#### Input material
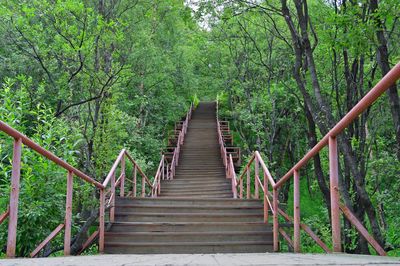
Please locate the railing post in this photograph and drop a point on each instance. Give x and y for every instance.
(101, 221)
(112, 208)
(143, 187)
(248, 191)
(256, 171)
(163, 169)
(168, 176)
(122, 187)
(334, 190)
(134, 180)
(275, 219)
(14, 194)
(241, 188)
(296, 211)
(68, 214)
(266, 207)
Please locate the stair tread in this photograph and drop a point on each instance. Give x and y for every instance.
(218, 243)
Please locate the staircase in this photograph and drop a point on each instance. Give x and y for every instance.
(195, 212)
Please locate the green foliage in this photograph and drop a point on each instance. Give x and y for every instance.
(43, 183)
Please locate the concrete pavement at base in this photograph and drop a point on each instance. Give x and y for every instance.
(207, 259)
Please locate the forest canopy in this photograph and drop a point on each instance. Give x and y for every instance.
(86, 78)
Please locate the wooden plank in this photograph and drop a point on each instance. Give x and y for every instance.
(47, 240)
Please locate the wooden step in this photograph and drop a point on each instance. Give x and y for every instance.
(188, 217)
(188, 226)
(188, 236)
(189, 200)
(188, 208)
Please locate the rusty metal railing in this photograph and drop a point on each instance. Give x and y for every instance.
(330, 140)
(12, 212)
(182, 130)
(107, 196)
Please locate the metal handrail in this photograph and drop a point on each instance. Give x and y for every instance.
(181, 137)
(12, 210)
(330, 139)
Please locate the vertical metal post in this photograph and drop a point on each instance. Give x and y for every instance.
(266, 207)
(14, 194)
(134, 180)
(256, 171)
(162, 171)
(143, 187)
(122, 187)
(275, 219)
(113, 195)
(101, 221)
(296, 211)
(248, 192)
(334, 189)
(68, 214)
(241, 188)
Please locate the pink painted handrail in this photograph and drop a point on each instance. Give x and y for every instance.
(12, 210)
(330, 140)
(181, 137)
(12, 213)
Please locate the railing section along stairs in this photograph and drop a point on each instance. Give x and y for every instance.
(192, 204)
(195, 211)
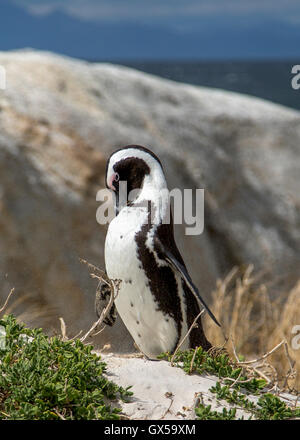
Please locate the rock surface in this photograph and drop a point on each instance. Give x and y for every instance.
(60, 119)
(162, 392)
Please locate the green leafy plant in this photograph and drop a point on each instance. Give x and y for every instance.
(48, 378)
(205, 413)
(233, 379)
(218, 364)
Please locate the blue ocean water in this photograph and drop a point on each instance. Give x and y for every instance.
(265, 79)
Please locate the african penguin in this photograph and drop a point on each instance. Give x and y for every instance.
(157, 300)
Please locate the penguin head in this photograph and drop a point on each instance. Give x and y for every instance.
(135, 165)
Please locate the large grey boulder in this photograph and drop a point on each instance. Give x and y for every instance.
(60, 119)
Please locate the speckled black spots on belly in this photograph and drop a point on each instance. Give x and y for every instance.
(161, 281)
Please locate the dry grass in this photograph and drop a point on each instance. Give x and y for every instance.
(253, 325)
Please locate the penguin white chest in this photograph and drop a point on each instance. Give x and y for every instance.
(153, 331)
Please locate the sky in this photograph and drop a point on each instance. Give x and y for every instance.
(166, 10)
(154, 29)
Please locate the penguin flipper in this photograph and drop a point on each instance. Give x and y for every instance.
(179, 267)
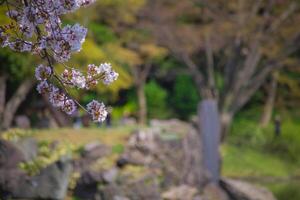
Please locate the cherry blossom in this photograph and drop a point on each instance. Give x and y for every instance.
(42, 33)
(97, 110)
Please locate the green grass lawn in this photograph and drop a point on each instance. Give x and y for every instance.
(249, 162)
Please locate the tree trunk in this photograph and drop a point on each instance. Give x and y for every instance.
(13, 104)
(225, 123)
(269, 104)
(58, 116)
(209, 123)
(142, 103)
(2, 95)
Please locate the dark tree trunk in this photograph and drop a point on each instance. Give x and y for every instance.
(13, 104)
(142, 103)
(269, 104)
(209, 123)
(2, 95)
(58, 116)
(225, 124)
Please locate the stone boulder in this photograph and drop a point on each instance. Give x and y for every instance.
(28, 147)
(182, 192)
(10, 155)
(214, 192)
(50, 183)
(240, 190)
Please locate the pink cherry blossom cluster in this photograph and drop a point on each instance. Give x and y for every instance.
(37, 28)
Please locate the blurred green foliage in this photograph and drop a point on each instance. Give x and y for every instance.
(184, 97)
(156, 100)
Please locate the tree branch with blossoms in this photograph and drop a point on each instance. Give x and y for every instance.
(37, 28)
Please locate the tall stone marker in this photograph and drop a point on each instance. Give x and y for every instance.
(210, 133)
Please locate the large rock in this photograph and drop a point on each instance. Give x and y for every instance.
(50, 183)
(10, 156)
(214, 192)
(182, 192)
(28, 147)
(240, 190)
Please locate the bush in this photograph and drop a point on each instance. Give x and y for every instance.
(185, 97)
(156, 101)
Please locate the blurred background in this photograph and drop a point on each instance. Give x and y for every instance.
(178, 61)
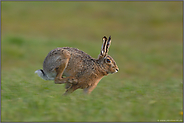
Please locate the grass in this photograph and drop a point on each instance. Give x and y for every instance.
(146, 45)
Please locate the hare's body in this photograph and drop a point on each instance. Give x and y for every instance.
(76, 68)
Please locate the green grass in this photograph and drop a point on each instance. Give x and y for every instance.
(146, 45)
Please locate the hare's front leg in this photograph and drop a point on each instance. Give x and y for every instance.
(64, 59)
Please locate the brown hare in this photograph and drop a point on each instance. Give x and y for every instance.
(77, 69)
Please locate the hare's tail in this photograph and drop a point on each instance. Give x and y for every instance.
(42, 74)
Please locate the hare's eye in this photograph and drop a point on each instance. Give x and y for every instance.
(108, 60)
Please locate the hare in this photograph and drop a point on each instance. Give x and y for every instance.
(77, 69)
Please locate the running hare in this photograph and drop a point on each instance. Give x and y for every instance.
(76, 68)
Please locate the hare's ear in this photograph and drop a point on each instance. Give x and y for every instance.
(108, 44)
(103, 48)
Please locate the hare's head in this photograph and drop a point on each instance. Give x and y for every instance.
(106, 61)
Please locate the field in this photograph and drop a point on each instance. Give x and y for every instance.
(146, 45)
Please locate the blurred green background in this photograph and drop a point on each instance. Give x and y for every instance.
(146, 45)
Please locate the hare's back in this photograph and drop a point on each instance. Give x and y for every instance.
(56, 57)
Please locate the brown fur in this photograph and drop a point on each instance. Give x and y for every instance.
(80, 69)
########
## What this task involves:
Go through the listing above and write it all out exactly, leaving out any picture.

## Result of this task:
Please locate the railing post in this photograph and drop a point on each instance. Give x and y for every instance.
(101, 221)
(112, 208)
(143, 187)
(248, 191)
(256, 171)
(163, 169)
(168, 176)
(122, 187)
(334, 190)
(134, 180)
(275, 219)
(14, 194)
(241, 188)
(296, 211)
(68, 214)
(266, 207)
Please locate the stair tread in this photograph and drop a point on each instance. Give x and y for every instance.
(218, 243)
Please locate the staircase in this photograph and drop a point on each instance. Give x and y for every instance.
(195, 212)
Please locate the green foliage in this photograph and drop a point on each instance. Give x and y for every instance.
(43, 183)
Please locate the concrete pavement at base in this photograph and drop a point on each instance. Give x and y for every instance.
(207, 259)
Please locate the forest canopy in this photograph and drop a point on each instance. Give x and y for every instance.
(86, 78)
Please locate the wooden plank in this photograph and drop a point on each instance. Give x and y for every instance.
(47, 240)
Please locate the wooden step in this photograph and drop a point on each instance. Give x and y for every instance.
(188, 217)
(188, 226)
(188, 236)
(189, 200)
(188, 208)
Please locate the rusty metal railing in this photograph and drop a point on each instance. Give x and y for every instance.
(330, 140)
(12, 212)
(182, 130)
(107, 196)
Please locate the metal handrail in this photograph and drop a point on each instance. Give x and y for every instance.
(181, 137)
(12, 210)
(330, 139)
Please locate the vertical metal post in this photograph and drop a point on each instance. Give x and y for every instance.
(266, 207)
(14, 194)
(134, 180)
(256, 171)
(162, 171)
(143, 187)
(122, 187)
(275, 219)
(113, 195)
(101, 221)
(296, 211)
(248, 192)
(334, 189)
(68, 214)
(241, 188)
Please locate the pink painted handrail in this photograph and drop a point on each instance. Give x and y for every instance.
(12, 210)
(330, 140)
(181, 137)
(12, 213)
Please locate the railing section along stairs in this photograph and drop a point on each instance. Give x and y for every instance.
(192, 204)
(195, 211)
Please locate the rock surface in this photograph and drop a point on each instance. Give x and y for every instance.
(60, 119)
(162, 392)
Please locate the green leafy plant in this photograph and drop a point on each instance. Give x and y for every instance.
(48, 378)
(205, 413)
(233, 379)
(218, 364)
Please locate the blue ocean water in this photograph and drop a point on each instance. Give x and y for every instance.
(265, 79)
Please locate the african penguin in this photograph and drop a point on each instance. Give x and y for every instance.
(157, 300)
Please locate the penguin head in this photograph and drop a point on each instance. Give x and y for every instance.
(135, 165)
Please locate the large grey boulder in this photograph and drop a point on each instance. Give x and y for every instance.
(60, 119)
Please locate the speckled black spots on belly in this photograph and drop a point on each instance. Give x and y for every instance.
(161, 281)
Please locate the dry grass in this photograph and drop a point on each instance. Give x and y for every instance.
(253, 325)
Please locate the penguin white chest in this photograph and drop a point on each instance. Give x and y for every instance.
(153, 331)
Please locate the sky in this photograph and drop a point on each instance. Give x and y for every instance.
(166, 10)
(154, 29)
Please locate the penguin flipper in this photograph and drop a point on each instance. Give x and y for every instance.
(179, 267)
Please locate the cherry blossom in this photograph and drop a point on each instance. Give x and y for every instance.
(42, 33)
(97, 110)
Please locate the green grass lawn in this photograph and drop a point on each instance. Give x and y for every instance.
(249, 162)
Please locate the tree trunk in this photograph and drop a point on each instance. Give x and y for every instance.
(13, 104)
(225, 123)
(269, 104)
(58, 116)
(209, 123)
(142, 103)
(2, 95)
Please locate the dark tree trunk in this photograph and drop a point on each instance. Give x and y for every instance.
(13, 104)
(142, 103)
(269, 104)
(209, 123)
(2, 95)
(58, 116)
(225, 124)
Please locate the stone boulder in this photograph and drop a point on each instance. Give x and y for every instance.
(28, 147)
(182, 192)
(10, 155)
(214, 192)
(50, 183)
(240, 190)
Please locate the pink cherry blossom cluster in this photograph and drop a point on each instance. Give x and y for every instance.
(37, 28)
Please locate the blurred green foliage in this photograph and drop a point on each instance. Give x and y for every instance.
(184, 97)
(156, 100)
Please locate the tree branch with blossoms in this photograph and drop a point on each instance. Give x and y for every instance.
(37, 28)
Please locate the tall stone marker in this photograph and drop a point on each instance. Give x and y for every instance.
(210, 133)
Please locate the large rock in this photograph and drop a point on each instance. Give x and y for every instance.
(50, 183)
(10, 156)
(214, 192)
(182, 192)
(28, 147)
(240, 190)
Please locate the bush in this photograph and drop a point on each instance. Give x and y for every instance.
(185, 97)
(156, 101)
Please locate the blurred background in this photograph and drop a point on each instance. Give x and y for every instance.
(178, 61)
Please locate the grass in this photograph and drop a point on each instance. Give x and y for every instance.
(146, 45)
Please locate the hare's body in this photograph and drop a point on each instance. Give x and y for every instance.
(76, 68)
Please locate the green grass in this photograph and drop a point on each instance. Give x and y for every instance.
(146, 45)
Please locate the hare's front leg in this photograph and drop a point on each instance. Give x and y for every instance.
(64, 59)
Please locate the brown hare in this photograph and drop a point on each instance. Give x and y for every instance.
(77, 69)
Please locate the hare's tail in this photograph and drop a point on each instance. Give x and y for every instance.
(42, 74)
Please locate the hare's eye in this photograph and drop a point on each instance. Give x and y for every instance.
(108, 60)
Please locate the hare in this photograph and drop a point on each instance. Give x and y for every instance.
(77, 69)
Please locate the running hare in this photograph and drop a point on each instance. Give x and y for every instance.
(76, 68)
Please locate the hare's ear in this photograph and drop a point on each instance. Give x and y for every instance.
(108, 44)
(103, 48)
Please locate the hare's head in this photograph and drop a point on each instance. Give x and y for every instance.
(106, 61)
Please locate the field in this photograph and drop a point on each instance. Give x and y for every instance.
(146, 45)
Please locate the blurred green background in this photograph and drop a point on each instance. Give x and y for every instance.
(146, 45)
Please locate the hare's back in this photograph and drop a point on each instance. Give x and y for every instance.
(56, 57)
Please locate the brown fur in this photograph and drop a point on each instance. Give x and y for every instance.
(80, 69)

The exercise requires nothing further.